» DOCUMENT

□ □ □ □ □ □ □

By (2.52) and (2.53), it is easy to derive (2.24) and

$$\begin{aligned} \sum \limits _{k=0}^{\infty }\Big ( \big \Vert u^{k}-u^{k+1}\big \Vert ^2_M +\tfrac{t(2\alpha -1)}{\alpha }\Vert \lambda ^{k+1}-\lambda ^{k+2}\Vert ^2 \Big )\le d, \end{aligned}$$

which implies that

$$\begin{aligned} \underset{k\rightarrow \infty }{\mathop {\text {lim}}}\, \Vert {{x}^{k}}-{{x}^{k+1}}\Vert ^{2}=0,\quad \underset{k\rightarrow \infty }{\mathop {\text {lim}}}\, \Vert {{y}^{k}}-{{y}^{k+1}}\Vert ^{2}=0,\quad \underset{k\rightarrow \infty }{\mathop {\text {lim}}}\, \Vert {{\lambda }^{k}}-{{\lambda }^{k+1}}\Vert ^{2}=0. \end{aligned}$$

Hence, there exists a subsequence \(\{w^{k_j}\}_{k_j\in {\mathcal {K}}}\) such that \(w^\infty = \lim \nolimits _{k_j\rightarrow \infty , k_j\in {\mathcal {K}}} w^{k_j}\) is a solution satisfying (2.3) and completes the proof. \(\square \)

Theorem 2.11

If the conditions of Theorem 2.10 hold, then the sequence \(\{w^k\}\) generated by the eCPPA method has a worst-case convergence rate \({\mathcal {O}}(1/k)\) in a non-ergodic sense.

Proof

It holds obviously that

$$\begin{aligned} \Big \Vert w^{k-1}\!-\!w^{k}\!-\!(w^{k}\!-\!w^{k+1})\Big \Vert ^2_Q&=\Big \Vert u^{k-1}\!-\!u^{k}\!-\!(u^{k}\!-\!u^{k+1})\Big \Vert ^2_M\nonumber \\&\quad +t\Big \Vert \lambda ^{k}\!-\!\lambda ^{k+1}\!-\!(\lambda ^{k+1} \!-\!\lambda ^{k+2})\Big \Vert ^2. \end{aligned}$$

(2.54)

By (2.49) and (2.54), we have

$$\begin{aligned}&\big \Vert u^{k-1}-u^{k}\big \Vert ^2_M +\tfrac{t(2\alpha -1)}{\alpha }\Vert \lambda ^{k}-\lambda ^{k+1}\Vert ^2 -\Big (\big \Vert u^{k}-u^{k+1}\big \Vert ^2_M +\tfrac{t(2\alpha -1)}{\alpha }\Vert \lambda ^{k+1}-\lambda ^{k+2}\Vert ^2\Big ) \\&\quad \ge \Big \Vert u^{k-1}-u^{k}-(u^{k}-u^{k+1})\Big \Vert ^2_M +\tfrac{t}{\alpha } \Big \Vert (\small {2\alpha -1})(\lambda ^{k}-\lambda ^{k+1})- (\lambda ^{k+1}-\lambda ^{k+2})\Big \Vert ^2\\&\qquad +4(\small {2-\alpha })t\Vert \lambda ^{k}-\lambda ^{k+1}\Vert ^2. \end{aligned}$$

Then, for any \(\epsilon >0\) there exists K such that

$$\begin{aligned} \big \Vert u^{K}-u^{K+1}\big \Vert ^2_M +\tfrac{t(2\alpha -1)}{\alpha }\Vert \lambda ^{K+1}-\lambda ^{K+2}\Vert ^2 \le \frac{d}{1+K}<\epsilon . \end{aligned}$$

(2.55)

□ □ □ □ □ □ □

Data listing

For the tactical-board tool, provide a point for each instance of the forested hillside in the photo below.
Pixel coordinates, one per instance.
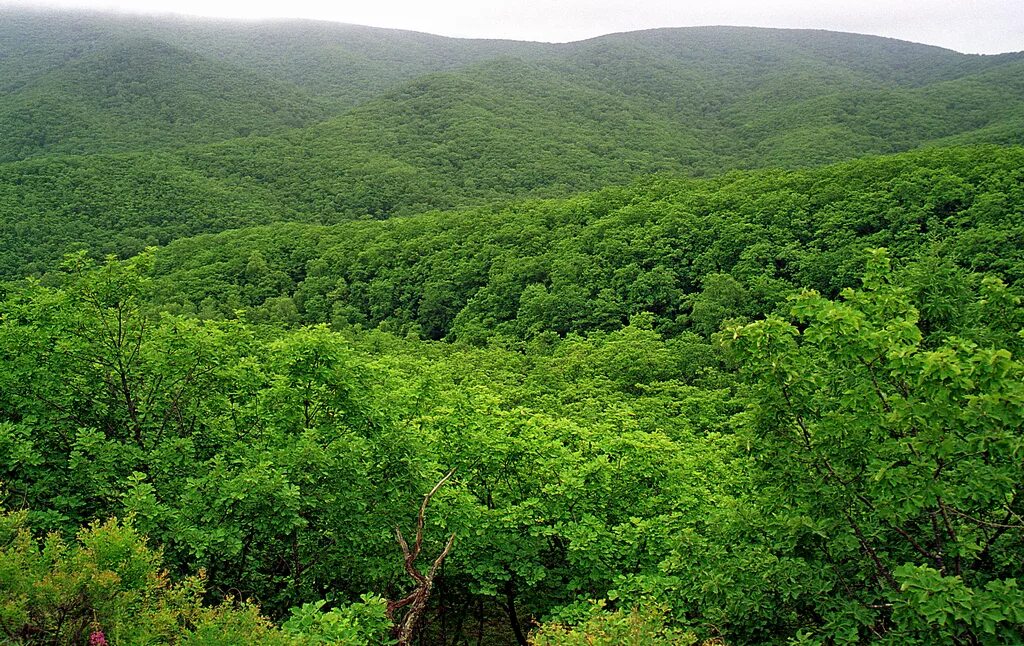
(322, 334)
(437, 123)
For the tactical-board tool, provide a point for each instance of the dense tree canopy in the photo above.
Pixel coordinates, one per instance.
(307, 336)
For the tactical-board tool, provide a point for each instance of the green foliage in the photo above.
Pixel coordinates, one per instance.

□ □ □ □ □ □ □

» SET EXERCISE 1
Using the eCPPA proof, state for each of (a), (b), and (c) whether it agrees with the text, and give yes or no along with the deciding words quoted from it. (a) Theorem 2.11 gives a worst-case convergence rate of O(1/k) in an ergodic sense. (b) Theorem 2.11 assumes that the conditions of Theorem 2.10 hold. (c) The sequence in Theorem 2.11 is generated by the ADMM method.
» SET EXERCISE 2
Please quote everything in the eCPPA proof from "Hence, there exists" down to "a non-ergodic sense.".

» RESULT 1
(a) No: "in a non-ergodic sense"
(b) Yes: "If the conditions of Theorem 2.10 hold"
(c) No: "generated by the eCPPA method"

» RESULT 2
Hence, there exists a subsequence \(\{w^{k_j}\}_{k_j\in {\mathcal {K}}}\) such that \(w^\infty = \lim \nolimits _{k_j\rightarrow \infty , k_j\in {\mathcal {K}}} w^{k_j}\) is a solution satisfying (2.3) and completes the proof. \(\square \)

Theorem 2.11

If the conditions of Theorem 2.10 hold, then the sequence \(\{w^k\}\) generated by the eCPPA method has a worst-case convergence rate \({\mathcal {O}}(1/k)\) in a non-ergodic sense.